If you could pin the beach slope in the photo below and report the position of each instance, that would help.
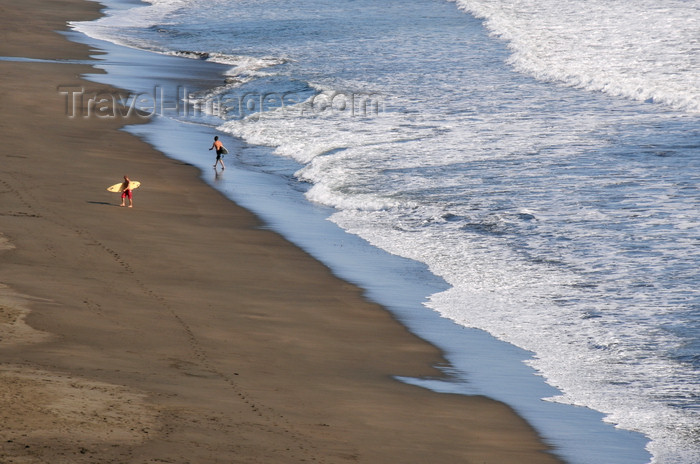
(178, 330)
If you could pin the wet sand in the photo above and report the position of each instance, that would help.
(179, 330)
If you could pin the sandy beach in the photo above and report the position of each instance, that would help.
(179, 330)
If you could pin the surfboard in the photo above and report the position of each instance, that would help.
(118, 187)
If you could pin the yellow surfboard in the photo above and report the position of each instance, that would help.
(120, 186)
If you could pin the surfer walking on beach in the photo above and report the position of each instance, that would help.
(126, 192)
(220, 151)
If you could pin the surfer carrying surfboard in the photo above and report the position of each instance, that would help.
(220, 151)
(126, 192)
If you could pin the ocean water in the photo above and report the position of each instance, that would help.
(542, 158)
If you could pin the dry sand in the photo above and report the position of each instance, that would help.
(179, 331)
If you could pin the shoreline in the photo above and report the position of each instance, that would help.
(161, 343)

--

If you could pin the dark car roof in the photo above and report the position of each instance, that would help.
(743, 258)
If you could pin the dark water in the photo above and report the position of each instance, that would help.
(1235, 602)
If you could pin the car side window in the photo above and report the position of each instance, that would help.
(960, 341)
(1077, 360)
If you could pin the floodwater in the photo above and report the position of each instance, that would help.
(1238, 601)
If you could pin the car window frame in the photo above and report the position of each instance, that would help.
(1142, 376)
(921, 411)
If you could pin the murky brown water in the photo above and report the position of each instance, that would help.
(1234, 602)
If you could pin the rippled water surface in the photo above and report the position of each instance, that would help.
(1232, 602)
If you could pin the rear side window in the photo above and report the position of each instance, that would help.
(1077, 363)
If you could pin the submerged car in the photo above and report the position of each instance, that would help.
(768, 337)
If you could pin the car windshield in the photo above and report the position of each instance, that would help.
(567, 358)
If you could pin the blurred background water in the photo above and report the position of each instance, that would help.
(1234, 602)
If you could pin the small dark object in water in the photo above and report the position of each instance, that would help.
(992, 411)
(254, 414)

==

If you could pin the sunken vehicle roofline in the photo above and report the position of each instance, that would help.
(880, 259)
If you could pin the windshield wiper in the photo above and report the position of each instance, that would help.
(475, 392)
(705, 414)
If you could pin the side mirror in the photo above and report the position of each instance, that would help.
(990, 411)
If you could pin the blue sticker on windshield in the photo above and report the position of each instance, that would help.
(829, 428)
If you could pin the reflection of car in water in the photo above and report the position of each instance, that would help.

Exercise:
Turn the rows from the line containing "If you could pin the rippled" through the line containing "(1077, 363)" into a numbered list, skipping any blank lines.

Exercise answer:
1. If you could pin the rippled water surface in the photo above and report the position of each instance, that would help.
2. (1232, 602)
3. If you could pin the rear side window in the photo above and report the position of each instance, that would help.
4. (1077, 363)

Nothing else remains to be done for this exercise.